Start of Data provided

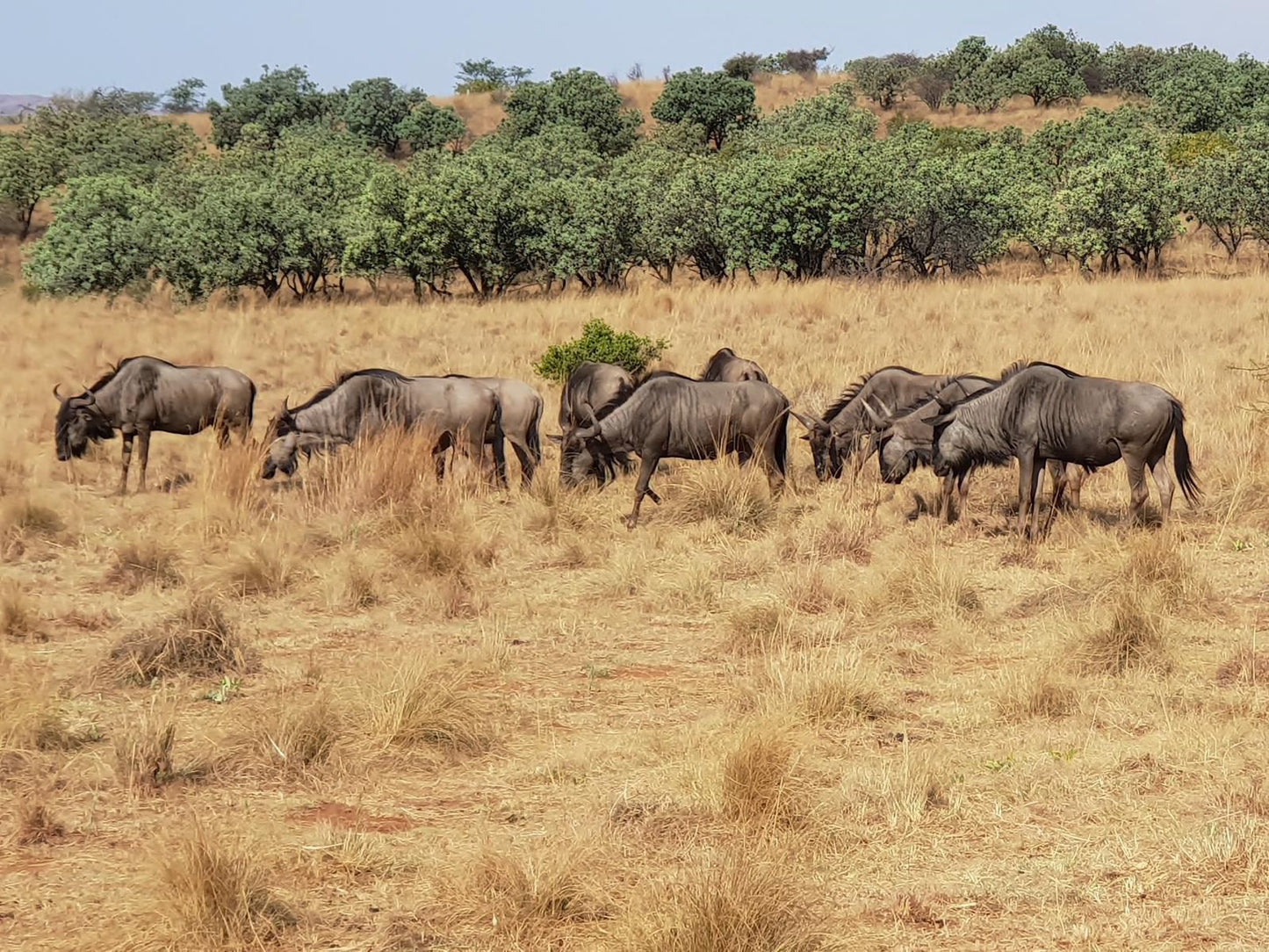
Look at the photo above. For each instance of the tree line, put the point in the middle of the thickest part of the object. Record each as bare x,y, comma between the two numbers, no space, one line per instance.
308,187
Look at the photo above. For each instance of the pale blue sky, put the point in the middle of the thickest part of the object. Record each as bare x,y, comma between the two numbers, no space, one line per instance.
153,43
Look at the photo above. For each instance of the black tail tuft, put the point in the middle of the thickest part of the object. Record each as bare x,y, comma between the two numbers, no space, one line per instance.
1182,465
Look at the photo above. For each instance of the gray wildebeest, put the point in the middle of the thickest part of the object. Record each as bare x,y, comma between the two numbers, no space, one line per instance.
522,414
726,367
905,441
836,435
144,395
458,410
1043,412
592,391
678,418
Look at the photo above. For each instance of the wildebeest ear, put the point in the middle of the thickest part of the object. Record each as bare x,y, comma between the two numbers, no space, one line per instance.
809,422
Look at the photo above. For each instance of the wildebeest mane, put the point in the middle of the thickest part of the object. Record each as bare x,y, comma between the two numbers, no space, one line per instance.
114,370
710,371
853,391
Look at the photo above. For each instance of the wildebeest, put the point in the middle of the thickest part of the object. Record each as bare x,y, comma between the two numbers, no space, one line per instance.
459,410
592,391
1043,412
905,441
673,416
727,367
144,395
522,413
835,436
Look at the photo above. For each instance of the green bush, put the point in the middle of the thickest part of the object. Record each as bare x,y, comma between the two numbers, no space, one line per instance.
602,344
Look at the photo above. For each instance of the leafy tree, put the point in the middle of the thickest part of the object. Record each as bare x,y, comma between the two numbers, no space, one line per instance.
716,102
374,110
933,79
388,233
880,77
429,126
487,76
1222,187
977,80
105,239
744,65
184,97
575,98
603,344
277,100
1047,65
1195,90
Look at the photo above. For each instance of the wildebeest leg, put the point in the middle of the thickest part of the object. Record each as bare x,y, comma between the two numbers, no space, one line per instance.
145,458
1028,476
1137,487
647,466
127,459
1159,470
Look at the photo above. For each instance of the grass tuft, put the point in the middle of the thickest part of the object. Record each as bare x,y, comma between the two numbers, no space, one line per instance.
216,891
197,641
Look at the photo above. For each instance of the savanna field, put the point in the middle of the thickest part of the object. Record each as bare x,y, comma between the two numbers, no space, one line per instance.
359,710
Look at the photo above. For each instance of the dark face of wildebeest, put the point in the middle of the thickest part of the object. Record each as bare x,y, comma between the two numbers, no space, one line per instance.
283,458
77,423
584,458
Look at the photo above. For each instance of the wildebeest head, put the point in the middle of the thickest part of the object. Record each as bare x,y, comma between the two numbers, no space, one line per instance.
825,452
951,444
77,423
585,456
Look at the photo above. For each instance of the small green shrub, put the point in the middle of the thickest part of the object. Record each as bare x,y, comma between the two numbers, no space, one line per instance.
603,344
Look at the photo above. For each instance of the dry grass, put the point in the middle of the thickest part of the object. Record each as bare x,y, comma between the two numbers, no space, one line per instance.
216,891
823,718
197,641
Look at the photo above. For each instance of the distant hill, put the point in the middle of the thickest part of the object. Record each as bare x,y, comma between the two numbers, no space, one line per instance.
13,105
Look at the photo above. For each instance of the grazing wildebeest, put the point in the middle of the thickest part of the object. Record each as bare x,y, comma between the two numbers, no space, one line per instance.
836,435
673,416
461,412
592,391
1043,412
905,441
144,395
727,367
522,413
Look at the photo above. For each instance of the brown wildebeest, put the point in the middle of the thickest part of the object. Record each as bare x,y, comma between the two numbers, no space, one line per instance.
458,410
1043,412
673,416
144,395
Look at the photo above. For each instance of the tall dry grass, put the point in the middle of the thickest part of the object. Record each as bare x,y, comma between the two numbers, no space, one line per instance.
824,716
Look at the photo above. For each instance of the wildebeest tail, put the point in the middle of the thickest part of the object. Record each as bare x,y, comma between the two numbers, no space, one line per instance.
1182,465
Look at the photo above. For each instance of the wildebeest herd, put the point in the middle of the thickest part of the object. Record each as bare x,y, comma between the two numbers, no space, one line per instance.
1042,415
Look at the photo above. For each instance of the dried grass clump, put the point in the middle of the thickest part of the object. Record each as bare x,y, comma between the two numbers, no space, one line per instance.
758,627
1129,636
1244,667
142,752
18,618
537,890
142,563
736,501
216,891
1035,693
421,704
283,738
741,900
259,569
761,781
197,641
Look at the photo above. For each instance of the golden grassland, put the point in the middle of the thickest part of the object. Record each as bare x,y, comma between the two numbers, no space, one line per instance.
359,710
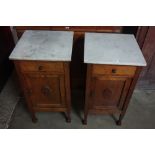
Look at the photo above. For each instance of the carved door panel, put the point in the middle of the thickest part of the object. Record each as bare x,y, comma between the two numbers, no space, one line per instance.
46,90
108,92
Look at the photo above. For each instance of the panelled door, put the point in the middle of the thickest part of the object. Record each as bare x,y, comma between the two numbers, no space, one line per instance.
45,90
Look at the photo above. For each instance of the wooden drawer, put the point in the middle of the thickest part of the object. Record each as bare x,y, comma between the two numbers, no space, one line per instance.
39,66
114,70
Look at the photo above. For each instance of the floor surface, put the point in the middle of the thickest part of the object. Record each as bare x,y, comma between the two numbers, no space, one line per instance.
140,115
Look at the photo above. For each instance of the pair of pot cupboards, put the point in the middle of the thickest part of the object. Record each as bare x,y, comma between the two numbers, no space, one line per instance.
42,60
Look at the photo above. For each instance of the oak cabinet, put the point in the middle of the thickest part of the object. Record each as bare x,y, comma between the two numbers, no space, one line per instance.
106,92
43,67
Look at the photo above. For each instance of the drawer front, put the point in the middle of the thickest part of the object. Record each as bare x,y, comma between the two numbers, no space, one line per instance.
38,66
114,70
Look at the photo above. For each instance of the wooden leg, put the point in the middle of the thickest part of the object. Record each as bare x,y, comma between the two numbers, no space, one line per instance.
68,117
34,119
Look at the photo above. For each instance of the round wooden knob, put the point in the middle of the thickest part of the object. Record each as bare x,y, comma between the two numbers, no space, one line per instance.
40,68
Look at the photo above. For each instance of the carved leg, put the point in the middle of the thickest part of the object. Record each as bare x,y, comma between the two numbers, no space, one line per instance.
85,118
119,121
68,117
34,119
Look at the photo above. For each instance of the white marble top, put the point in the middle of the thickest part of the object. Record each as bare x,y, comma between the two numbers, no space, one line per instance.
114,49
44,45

End of Data provided

— Instructions to follow —
Please print all the data above word for word. Pictures should not appear in the copy.

— Response —
Look at the photo above. For each instance of the tree line, put the point in the middle of the thickest part of the object. Record each as bare x,y, comma between the two numbers, no space, one line per instance.
308,187
Look at the photo above. For each instance of the pale blue sky, put the point in the middle of the thickest part of the object. Record each as bare x,y, comma between the two numbers, no space, one line per instance.
153,43
Look at the photo above. For each instance of the black tail tuft, put the point in the middle of the thickest part of the object. Record each as bare x,y, comma between the two numbers, no space, one line per instance.
1182,465
Look at the photo above. For each instance of the gray wildebeest, put the point in the middle of the thickest part of the object. Record each as bare x,y, comma between the two numbers, no space, one line per instance.
522,414
726,367
905,441
836,435
144,395
458,410
1043,412
592,391
678,418
Look at the photo above. For each instance of the wildebeest ear, put the point in the middle of the thickest part of the object. Record each as bare x,y, comma between the two numbers, no space, one line per instance.
809,422
Look at the photo above. For each instance of the wildebeest mane, put the point in the middle of the thickest part of the object. Record each as bare x,y, comma between the two numbers, no space, one line per instance.
114,370
710,371
853,391
Look at the photo above. For each instance of the wildebeest, put the point in the middle of the thickest part of the object. Record each as bare x,y, comma between the two numbers, no space, one line per instance.
459,410
592,391
1043,412
905,441
673,416
727,367
144,395
522,413
835,436
Look at the photo above. For each instance of the green bush, put the point in the middle of the thickest part of the object. Record each as bare x,y, comma between the two numbers, no space, one line per instance.
602,344
Look at the photo above. For each instance of the leafy tree, put the point in the middle of the thickest part of the object. Record each as bare x,y, comma between the two numbers, no space, one line per instance.
716,102
374,110
933,79
388,233
880,77
429,126
487,76
1222,187
977,80
105,239
744,65
184,97
575,98
603,344
277,100
1047,65
1195,90
Look at the photo above. For each instance of the wildebeest leg, put the point in the middle of the thickest part of the object. Record each as bare x,y, comma between the two numbers, no space, one line per instance.
145,458
1028,476
1137,487
647,466
127,459
1159,470
Look at the photo above. For each instance of the grass tuft, put the point in the middle of the thickest part of the object. Record each as bare x,y, comma between the two numbers, no space, one line per instance.
216,891
197,641
Look at the photo above. For each instance of the savanna field, put the point in the middle of the thickest part of the object. Record each as bare x,y, comma between the two numbers, no space, one line per instance.
359,710
Look at the photo above. For each instance of the dark face of wildebeest, put the point in the middle of the thickest part of the object. Record each as bare x,y, comma between the two numbers, no space, one line per instance.
283,458
77,423
584,458
Look at the photo above. For each instance of the wildebeest head, put the point in the middle of the thickest part of the object. Record each as bare x,y, comma between the two numbers, no space, one line per instance.
825,452
951,444
77,423
585,456
Look at the photo above. For each instance of the small green shrub, put the point in the middle of the thickest part of the object. Record each as bare x,y, comma between the two numbers, no space, one line per instance.
603,344
Look at the photo above. For each instance of the dry grass, put the point in the middle of the thickest part of the object. Record each as bare x,y, comma between the two numbers, no space, one line per instance.
216,891
823,718
197,641
Look at the photo above. For each instance of the distant hill, put the point in the middle of the thickest part of the object. Record each as bare x,y, comma between the two numbers, no space, one line per instance.
13,105
Look at the photo above. For each instance of the grazing wildebeest, put the point in the middle of the thickest part of the object. Record each as bare x,y, comma between the two numbers, no space, one line per instance.
836,435
673,416
461,412
592,391
1043,412
905,441
144,395
727,367
522,413
Look at the photo above. For each instance of the brown wildebeest, put the point in the middle of the thickest part of the object. Record each as bare x,y, comma between the two numbers, no space, one line per instance.
458,410
1043,412
673,416
144,395
Look at the photo above. For each instance of the tall dry grass, put the point in the middle of the thickest part of the object. Record each as bare x,y, comma between the two numbers, no space, one line per instance.
824,716
Look at the photo above. For each instance of the wildebeest tail, put the point in the middle of the thickest part of the object. Record each as bare x,y, comma between the two numbers, no space, one line per instance.
1182,465
Look at the photo above. For each instance of the wildebeest herd, put the point in the middle of the thickest part of the object. Record each as bare x,y, comma between the two numbers, no space, one line per instance.
1042,415
Look at the photo above. For each instance of the dried grass clump, put the point in the middle of the thickest part of the object. Record each as bare x,y, comma between the two numbers, no space, one line per instance.
758,627
1129,636
1244,667
142,752
18,618
537,890
142,563
736,501
216,891
1035,693
421,704
283,738
741,900
259,569
761,781
197,641
Look at the photo above. For each instance of the golden grassland, put the point in the middle of the thickest part of the object. Record each as bare x,y, comma between the two numbers, no space, one line per instance.
359,710
Look at the photo above. For each instance of the carved door panel, put the point in the middle of the thickest part of the object. Record each as bare x,y, comma between the two numbers, no space, one line per instance.
46,90
108,92
Look at the photo above. For each instance of the panelled door, put the point in the middle of the thickest part of the object. Record each as bare x,y, comma between the two numbers, no space, one line per instance.
45,90
Look at the photo above. For each instance of the wooden drawer, put the point in the middle of the thickest part of the object. Record each as bare x,y, comma between the two numbers, no space, one line per instance.
39,66
114,70
Look at the photo above. For each instance of the floor surface, put the point in the middle of the thickest part of the object. Record each as bare x,y, comma between the two numbers, no space, one line per instance.
140,115
Look at the photo above. For each instance of the pair of pot cupboards, put the point in the middle of the thickest part of the object. Record each as bare x,y, comma between the two numbers, no space, one line per instance.
42,60
Look at the photo above. For each instance of the oak cabinet, put the point in the middle of the thickest part of the object. Record each as bare x,y, comma between the two numbers, no space, one line per instance.
106,92
43,67
Look at the photo above. For each instance of the drawer front, put the point in the middle of the thickest part of the object. Record each as bare x,y, comma between the two numbers, no space, one line per instance.
38,66
114,70
Look at the photo above. For each instance of the wooden leg, put the point in the middle of the thickest part of the object. Record each as bare x,y, comma between the two numbers, no space, one line per instance.
68,117
34,119
Look at the photo above. For each instance of the round wooden knob, put the point in the middle of the thickest part of the object. Record each as bare x,y, comma between the two numbers, no space, one line per instance.
40,68
Look at the photo above. For each instance of the carved leg, put the point in the middle of the thickest part of the object. Record each as bare x,y, comma between the two numbers, no space, one line per instance.
85,118
119,121
68,117
34,119
Look at the photo above. For each instance of the white marble top, put the point in the middle of the thickest part of the object. Record each as bare x,y, comma between the two numbers, no space, one line per instance.
114,49
44,45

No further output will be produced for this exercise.